━━ Entries supplied ━━
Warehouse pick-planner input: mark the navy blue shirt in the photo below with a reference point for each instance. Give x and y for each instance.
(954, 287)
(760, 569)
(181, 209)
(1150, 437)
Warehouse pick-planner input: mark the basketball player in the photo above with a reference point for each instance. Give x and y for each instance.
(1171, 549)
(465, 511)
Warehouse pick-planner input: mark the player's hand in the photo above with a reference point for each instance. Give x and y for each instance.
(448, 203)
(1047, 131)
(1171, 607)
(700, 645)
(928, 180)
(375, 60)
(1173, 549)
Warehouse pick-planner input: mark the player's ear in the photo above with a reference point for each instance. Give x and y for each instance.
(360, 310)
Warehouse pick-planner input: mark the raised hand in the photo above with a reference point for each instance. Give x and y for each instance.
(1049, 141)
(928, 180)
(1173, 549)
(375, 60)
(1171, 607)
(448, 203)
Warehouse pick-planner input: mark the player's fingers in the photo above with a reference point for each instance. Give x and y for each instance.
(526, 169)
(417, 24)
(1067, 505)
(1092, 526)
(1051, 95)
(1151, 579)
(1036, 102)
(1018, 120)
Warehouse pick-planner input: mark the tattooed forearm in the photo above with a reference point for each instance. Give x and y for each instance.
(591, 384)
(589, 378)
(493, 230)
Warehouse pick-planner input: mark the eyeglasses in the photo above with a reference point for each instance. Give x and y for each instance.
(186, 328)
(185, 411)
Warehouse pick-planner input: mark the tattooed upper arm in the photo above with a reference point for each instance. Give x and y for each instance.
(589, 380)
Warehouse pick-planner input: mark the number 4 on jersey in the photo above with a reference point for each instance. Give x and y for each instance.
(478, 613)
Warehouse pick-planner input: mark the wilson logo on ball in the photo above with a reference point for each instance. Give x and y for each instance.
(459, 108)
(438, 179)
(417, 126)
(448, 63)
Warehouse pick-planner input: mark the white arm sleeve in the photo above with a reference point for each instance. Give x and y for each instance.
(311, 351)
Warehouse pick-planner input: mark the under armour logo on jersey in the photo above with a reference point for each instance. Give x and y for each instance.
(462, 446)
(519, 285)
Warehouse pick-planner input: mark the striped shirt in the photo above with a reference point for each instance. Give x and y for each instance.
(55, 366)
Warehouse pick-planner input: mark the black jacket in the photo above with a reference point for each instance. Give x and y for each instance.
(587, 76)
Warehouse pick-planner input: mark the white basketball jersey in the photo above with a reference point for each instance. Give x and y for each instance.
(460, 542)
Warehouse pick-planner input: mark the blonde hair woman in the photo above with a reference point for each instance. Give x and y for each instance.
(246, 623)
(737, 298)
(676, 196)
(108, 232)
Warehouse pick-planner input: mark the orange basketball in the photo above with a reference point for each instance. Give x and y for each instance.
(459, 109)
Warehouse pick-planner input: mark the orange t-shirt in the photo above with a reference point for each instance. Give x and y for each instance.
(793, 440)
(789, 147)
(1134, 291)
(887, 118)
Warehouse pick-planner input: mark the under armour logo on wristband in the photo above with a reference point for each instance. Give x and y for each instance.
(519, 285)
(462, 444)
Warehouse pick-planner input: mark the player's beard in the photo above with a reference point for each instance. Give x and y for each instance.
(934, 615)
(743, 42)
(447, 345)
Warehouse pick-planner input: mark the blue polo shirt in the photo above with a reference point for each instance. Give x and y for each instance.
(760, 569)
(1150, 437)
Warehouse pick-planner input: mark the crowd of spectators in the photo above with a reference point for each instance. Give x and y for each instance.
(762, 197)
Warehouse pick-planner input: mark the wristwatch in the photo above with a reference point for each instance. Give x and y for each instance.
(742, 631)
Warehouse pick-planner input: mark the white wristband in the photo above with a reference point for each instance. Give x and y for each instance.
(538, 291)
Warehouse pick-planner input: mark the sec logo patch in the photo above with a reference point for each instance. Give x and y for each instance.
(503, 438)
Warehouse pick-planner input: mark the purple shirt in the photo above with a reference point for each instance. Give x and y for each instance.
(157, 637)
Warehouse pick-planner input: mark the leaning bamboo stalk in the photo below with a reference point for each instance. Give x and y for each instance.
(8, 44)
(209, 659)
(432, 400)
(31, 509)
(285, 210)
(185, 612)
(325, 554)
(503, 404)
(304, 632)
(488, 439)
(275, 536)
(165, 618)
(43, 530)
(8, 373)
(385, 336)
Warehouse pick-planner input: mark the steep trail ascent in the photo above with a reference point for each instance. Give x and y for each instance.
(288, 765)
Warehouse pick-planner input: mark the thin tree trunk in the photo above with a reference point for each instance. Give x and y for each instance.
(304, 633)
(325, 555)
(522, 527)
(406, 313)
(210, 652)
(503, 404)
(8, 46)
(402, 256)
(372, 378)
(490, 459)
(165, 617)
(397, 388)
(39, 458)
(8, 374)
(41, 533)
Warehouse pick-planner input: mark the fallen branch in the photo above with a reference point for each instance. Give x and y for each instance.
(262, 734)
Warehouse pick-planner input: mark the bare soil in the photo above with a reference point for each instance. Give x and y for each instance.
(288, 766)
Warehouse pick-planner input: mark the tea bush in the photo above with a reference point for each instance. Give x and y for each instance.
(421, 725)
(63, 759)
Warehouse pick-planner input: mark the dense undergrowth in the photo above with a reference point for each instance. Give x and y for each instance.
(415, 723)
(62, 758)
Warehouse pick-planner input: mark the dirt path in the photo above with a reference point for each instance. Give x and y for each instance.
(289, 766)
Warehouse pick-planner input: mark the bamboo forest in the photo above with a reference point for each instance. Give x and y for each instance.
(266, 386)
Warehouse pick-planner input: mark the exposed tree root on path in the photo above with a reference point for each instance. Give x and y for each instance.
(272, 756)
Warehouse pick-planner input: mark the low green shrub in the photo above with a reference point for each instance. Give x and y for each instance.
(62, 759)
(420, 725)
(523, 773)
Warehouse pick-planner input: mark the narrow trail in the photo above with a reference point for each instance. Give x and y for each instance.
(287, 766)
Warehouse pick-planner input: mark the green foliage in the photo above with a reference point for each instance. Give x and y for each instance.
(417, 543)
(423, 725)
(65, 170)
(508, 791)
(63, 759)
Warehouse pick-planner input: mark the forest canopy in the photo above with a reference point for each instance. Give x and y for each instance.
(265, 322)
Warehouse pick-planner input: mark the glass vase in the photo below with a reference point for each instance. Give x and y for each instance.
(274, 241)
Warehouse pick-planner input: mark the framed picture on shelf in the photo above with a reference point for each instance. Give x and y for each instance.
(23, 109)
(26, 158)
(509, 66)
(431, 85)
━━━
━━ Entries supplied ━━
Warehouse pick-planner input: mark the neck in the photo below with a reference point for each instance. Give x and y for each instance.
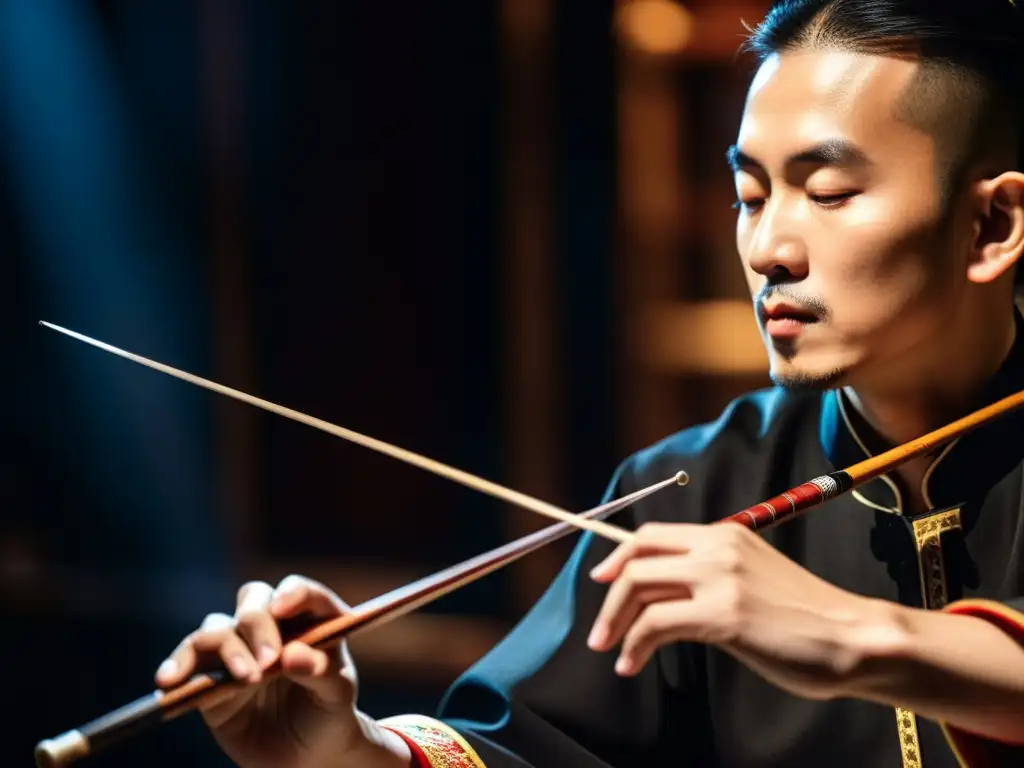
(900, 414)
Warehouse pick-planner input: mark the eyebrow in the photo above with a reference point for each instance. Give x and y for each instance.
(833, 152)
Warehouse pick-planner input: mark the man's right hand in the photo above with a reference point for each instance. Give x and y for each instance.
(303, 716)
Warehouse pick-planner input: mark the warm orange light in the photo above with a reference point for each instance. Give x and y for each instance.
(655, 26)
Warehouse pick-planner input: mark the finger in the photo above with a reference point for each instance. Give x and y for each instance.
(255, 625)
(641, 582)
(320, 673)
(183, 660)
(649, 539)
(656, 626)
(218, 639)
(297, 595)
━━━
Short task:
Locate each line in the records above that contains the word "trail", counting uppercase and lowercase as different, and copy those lines.

Exercise response:
Warehouse pick-planner input: mark the steep trail ascent in the photo above with a reference point for each instance. Give x and y for each instance.
Warehouse pick-planner input: mark the narrow trail in the photo above with a reference point for each instance. Give x and y for each instance.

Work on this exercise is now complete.